__Arbeitsauftrag__:
Gib die Zeilen vom Anfang der Übungsdaten bis einschließlich zur Zeile mit "160L623 144L604 148L598" als nummerierte Liste wieder. Leerzeilen lässt du dabei weg.

__Übungsdaten__:
/---

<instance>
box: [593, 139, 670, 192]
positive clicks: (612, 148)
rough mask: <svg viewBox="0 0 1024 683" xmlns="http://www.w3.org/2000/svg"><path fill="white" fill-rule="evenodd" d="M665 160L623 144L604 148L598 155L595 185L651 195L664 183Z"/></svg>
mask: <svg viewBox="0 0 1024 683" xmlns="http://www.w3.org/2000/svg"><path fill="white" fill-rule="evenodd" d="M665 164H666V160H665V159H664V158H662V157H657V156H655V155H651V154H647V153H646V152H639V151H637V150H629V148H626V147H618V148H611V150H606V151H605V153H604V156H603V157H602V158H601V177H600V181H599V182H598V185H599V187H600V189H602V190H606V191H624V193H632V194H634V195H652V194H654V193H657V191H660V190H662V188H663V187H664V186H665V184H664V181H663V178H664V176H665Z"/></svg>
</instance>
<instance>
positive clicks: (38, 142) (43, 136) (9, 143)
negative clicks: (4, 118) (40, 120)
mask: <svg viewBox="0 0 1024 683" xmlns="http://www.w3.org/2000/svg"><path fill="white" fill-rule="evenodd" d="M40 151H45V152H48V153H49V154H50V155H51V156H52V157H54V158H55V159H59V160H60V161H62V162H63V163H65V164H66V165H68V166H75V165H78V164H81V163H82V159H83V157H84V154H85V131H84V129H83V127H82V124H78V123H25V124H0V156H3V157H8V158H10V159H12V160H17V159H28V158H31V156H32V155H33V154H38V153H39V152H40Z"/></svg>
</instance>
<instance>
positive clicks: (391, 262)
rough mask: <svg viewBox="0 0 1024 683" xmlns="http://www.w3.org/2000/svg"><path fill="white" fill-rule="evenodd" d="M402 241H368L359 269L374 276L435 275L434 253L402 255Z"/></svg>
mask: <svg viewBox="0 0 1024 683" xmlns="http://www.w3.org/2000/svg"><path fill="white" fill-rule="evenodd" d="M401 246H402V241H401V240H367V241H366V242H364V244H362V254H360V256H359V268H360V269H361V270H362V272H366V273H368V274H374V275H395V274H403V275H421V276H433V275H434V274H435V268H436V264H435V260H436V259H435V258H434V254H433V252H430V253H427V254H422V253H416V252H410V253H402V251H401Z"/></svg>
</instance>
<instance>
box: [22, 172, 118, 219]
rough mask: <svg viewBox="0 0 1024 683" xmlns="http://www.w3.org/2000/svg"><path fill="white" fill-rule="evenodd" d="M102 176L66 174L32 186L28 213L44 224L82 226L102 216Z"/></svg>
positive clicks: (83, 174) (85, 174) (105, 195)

\---

__Fertige Übung__:
1. <instance>
2. box: [593, 139, 670, 192]
3. positive clicks: (612, 148)
4. rough mask: <svg viewBox="0 0 1024 683" xmlns="http://www.w3.org/2000/svg"><path fill="white" fill-rule="evenodd" d="M665 160L623 144L604 148L598 155L595 185L651 195L664 183Z"/></svg>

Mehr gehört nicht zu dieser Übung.